# Brief
In the data below, find each line that contains the word "wall" and copy it.

Stored items:
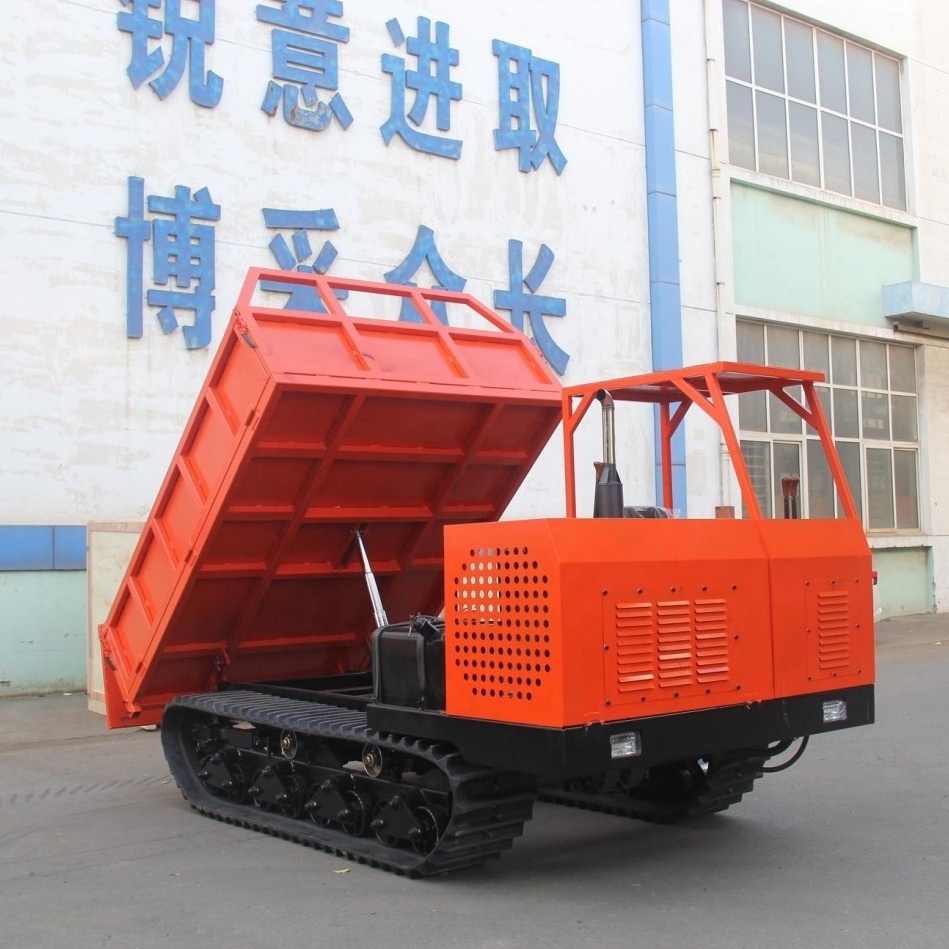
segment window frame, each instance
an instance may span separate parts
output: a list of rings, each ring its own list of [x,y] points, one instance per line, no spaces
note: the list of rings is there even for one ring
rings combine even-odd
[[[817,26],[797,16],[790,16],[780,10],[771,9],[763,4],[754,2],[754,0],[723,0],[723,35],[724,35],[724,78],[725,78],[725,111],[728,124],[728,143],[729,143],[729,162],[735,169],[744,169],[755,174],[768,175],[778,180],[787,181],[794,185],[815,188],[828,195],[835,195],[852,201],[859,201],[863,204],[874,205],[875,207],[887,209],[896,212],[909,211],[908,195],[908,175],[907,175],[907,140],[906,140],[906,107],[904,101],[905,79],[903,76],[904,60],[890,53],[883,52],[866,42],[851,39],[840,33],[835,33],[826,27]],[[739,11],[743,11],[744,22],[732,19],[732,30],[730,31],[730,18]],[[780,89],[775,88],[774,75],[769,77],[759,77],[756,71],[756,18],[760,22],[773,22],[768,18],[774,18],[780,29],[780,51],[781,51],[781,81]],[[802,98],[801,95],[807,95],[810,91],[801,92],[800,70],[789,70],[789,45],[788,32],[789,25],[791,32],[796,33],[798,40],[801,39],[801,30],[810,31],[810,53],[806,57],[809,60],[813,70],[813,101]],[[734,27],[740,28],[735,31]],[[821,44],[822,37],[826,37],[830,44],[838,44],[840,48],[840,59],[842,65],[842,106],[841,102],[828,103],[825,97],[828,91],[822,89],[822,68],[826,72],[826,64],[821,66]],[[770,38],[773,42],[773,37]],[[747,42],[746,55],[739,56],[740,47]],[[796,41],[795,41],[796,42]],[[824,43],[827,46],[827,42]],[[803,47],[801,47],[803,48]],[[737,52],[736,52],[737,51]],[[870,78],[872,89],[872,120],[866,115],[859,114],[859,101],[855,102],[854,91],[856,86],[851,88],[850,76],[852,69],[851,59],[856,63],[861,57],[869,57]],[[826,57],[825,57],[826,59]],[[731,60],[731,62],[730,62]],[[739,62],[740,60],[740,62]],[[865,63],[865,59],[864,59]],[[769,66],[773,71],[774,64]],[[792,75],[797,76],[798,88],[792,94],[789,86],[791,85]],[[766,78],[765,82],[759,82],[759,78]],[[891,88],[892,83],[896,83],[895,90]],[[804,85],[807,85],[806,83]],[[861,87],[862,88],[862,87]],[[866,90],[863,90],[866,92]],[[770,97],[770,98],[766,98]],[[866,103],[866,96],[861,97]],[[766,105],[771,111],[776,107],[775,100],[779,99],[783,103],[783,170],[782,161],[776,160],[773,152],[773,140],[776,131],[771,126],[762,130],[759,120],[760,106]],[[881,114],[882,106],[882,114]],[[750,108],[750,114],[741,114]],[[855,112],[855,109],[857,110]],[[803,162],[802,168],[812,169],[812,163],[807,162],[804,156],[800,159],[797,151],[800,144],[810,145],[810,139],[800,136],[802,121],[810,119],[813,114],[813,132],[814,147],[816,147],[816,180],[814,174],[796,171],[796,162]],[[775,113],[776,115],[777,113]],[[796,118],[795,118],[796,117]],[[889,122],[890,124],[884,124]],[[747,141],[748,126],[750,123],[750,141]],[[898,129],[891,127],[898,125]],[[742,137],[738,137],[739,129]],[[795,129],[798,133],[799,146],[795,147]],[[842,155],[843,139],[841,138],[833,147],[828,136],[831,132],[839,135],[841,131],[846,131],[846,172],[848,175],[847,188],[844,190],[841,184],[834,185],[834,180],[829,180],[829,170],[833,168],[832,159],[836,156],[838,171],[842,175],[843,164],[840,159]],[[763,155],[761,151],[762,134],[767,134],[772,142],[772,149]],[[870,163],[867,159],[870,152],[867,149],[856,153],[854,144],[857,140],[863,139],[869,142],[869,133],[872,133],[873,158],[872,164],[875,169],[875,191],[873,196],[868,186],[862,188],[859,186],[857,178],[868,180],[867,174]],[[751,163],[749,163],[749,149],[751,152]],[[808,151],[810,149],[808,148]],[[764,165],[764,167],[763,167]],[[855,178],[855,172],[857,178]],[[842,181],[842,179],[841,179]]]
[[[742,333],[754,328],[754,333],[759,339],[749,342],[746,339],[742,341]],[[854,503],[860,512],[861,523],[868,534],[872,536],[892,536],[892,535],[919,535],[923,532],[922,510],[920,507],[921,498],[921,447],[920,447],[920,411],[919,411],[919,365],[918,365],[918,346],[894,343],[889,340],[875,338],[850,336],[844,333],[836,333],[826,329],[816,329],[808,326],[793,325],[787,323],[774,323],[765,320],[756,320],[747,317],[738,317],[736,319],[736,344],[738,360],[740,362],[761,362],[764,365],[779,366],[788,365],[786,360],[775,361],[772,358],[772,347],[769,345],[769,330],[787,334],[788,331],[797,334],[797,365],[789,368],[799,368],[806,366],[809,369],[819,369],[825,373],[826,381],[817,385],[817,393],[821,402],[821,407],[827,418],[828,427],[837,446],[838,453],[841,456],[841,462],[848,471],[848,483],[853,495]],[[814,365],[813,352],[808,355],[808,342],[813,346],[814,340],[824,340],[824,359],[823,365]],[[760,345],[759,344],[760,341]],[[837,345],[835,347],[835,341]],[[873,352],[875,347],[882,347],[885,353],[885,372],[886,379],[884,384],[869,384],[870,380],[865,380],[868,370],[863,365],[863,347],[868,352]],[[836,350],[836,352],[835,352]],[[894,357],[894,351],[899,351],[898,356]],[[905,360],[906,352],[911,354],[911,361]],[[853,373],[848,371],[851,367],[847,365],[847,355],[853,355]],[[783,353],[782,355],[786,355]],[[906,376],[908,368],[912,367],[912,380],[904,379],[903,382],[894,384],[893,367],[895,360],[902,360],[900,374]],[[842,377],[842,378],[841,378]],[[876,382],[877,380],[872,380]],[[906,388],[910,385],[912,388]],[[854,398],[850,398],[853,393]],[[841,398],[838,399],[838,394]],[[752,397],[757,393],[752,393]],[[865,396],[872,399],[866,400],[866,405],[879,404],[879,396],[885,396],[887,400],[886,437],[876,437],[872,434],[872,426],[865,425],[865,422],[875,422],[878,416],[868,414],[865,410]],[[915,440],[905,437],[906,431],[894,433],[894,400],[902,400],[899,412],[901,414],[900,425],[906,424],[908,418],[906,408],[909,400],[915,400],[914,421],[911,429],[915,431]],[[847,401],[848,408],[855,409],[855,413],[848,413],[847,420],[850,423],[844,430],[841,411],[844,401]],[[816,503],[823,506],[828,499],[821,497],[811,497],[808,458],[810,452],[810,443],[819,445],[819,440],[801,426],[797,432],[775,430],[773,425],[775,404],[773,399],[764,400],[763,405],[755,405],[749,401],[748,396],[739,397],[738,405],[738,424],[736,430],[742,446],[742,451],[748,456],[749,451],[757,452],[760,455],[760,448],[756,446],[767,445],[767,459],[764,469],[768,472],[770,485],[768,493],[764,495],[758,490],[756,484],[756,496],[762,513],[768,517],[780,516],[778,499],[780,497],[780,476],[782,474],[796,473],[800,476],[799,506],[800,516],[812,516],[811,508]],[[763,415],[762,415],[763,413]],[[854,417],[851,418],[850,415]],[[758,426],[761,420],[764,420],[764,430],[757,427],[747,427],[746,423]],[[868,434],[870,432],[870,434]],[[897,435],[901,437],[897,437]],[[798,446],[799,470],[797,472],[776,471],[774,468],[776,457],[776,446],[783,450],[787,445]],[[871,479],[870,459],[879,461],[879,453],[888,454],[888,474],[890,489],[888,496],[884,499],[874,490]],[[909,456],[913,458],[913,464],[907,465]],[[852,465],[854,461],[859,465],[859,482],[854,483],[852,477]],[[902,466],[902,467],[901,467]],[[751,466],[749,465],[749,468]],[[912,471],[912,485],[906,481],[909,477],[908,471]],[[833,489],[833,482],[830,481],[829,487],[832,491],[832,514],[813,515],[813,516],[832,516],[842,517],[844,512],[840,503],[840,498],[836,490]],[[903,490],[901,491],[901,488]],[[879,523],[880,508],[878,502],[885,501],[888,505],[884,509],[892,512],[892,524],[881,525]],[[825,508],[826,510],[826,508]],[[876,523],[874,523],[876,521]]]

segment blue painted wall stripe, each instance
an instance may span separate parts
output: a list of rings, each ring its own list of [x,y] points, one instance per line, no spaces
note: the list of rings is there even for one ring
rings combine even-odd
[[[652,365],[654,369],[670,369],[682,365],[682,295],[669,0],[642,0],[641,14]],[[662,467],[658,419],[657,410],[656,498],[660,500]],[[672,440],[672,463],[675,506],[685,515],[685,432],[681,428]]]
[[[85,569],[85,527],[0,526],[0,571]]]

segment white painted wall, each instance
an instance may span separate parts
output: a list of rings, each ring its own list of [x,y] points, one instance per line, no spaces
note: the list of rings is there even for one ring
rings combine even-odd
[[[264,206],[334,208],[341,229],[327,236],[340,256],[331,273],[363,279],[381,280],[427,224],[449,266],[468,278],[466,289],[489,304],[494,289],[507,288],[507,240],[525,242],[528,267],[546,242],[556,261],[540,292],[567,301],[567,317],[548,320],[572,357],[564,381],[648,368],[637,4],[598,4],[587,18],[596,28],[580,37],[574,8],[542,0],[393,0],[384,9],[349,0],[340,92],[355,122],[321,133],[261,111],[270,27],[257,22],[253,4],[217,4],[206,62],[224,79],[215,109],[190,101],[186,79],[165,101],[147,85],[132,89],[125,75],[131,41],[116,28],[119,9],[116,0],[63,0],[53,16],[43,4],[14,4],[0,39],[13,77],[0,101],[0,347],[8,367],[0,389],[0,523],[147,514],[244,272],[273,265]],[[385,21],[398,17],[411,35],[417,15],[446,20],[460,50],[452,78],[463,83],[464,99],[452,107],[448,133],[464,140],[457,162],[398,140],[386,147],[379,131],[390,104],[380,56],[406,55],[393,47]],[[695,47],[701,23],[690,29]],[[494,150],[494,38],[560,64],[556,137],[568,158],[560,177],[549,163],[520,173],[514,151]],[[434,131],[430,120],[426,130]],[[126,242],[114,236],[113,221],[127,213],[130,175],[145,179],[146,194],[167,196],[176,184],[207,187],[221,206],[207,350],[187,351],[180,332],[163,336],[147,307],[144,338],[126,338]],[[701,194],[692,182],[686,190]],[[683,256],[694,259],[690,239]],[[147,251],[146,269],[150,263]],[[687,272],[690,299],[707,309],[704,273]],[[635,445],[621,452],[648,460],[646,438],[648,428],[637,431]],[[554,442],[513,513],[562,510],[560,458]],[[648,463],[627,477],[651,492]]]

# Response
segment blue painted wall stripe, each instance
segment white painted wall, each instance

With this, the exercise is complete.